→ **Selected extract**:
========================================================================

Almost a year ago QuantStart discussed deep learning and introduced the Theano library via a logistic regression example. Given the recent results of the QuantStart 2017 Content Survey it was decided that an up to date beginner-friendly article was needed to introduce deep learning from first principles.
These days it is almost impossible to work in any technology-heavy field without hearing about the latest advances in the field of deep learning. Quantitative finance is no different. Many of the recent discussions in the latest quant finance conferences such as Quantopian's QuantCon and Newsweek's AI & Data Science - Capital Markets are largely focusing around the promise of deep learning as the next frontier in quantitative trading.
Unfortunately the field of deep learning has a reputation for being difficult, rapidly-changing and inpenetrable without a PhD in computational neuroscience. This indeed may have been the case five years ago but recent advances in open source libraries and availability of massively-parallel hardware have opened up the field to those armed only with a basic knowledge of programming.
This long-term series of articles on deep learning will provide guidance to those quants who are completely new to the field. They will attempt to take a complete deep learning novice to an individual who can usefully contribute to the community and carry out their own deep learning research for quantitative trading purposes.

========================================================================

→ **Instruction 1**: Return each line of the records that includes the word "water".
The records and the text were taken from unrelated sources.

========================================================================

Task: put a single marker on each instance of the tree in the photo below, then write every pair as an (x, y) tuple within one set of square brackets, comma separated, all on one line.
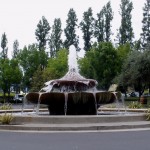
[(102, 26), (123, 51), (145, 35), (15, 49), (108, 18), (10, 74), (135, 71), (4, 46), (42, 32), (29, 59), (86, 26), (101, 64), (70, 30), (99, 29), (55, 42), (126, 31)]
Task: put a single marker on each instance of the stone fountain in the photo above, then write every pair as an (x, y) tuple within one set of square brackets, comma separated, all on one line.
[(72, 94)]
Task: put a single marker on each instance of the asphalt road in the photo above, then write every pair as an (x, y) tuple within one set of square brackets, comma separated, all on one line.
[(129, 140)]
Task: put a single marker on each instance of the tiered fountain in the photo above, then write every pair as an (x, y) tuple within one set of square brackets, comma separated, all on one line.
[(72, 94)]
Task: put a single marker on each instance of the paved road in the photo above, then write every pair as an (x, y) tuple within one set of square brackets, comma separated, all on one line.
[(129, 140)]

========================================================================

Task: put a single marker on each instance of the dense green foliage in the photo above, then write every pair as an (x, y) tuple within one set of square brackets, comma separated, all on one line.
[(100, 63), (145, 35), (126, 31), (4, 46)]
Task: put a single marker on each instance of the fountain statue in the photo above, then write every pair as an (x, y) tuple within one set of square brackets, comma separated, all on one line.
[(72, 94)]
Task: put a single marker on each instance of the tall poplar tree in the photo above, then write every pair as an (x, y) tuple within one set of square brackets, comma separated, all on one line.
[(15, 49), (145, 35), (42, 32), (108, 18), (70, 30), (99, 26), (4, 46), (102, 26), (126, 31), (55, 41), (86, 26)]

========================================================================

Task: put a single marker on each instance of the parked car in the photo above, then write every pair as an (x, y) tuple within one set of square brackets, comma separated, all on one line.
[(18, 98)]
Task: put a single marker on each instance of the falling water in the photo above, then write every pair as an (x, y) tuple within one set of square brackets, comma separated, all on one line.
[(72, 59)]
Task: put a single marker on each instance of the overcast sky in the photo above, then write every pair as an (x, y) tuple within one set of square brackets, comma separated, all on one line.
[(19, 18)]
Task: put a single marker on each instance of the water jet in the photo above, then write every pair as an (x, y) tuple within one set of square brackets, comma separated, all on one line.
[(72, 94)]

========================================================================

→ **Instruction 2**: Name every organization or company mentioned in the deep learning introduction.

→ **Solution 1**:
Task: put a single marker on each instance of the falling water in the photo above, then write every pair as an (x, y) tuple within one set of square brackets, comma separated, all on one line.
Task: put a single marker on each instance of the water jet in the photo above, then write every pair as an (x, y) tuple within one set of square brackets, comma separated, all on one line.

→ **Solution 2**: QuantStart, Quantopian, Newsweek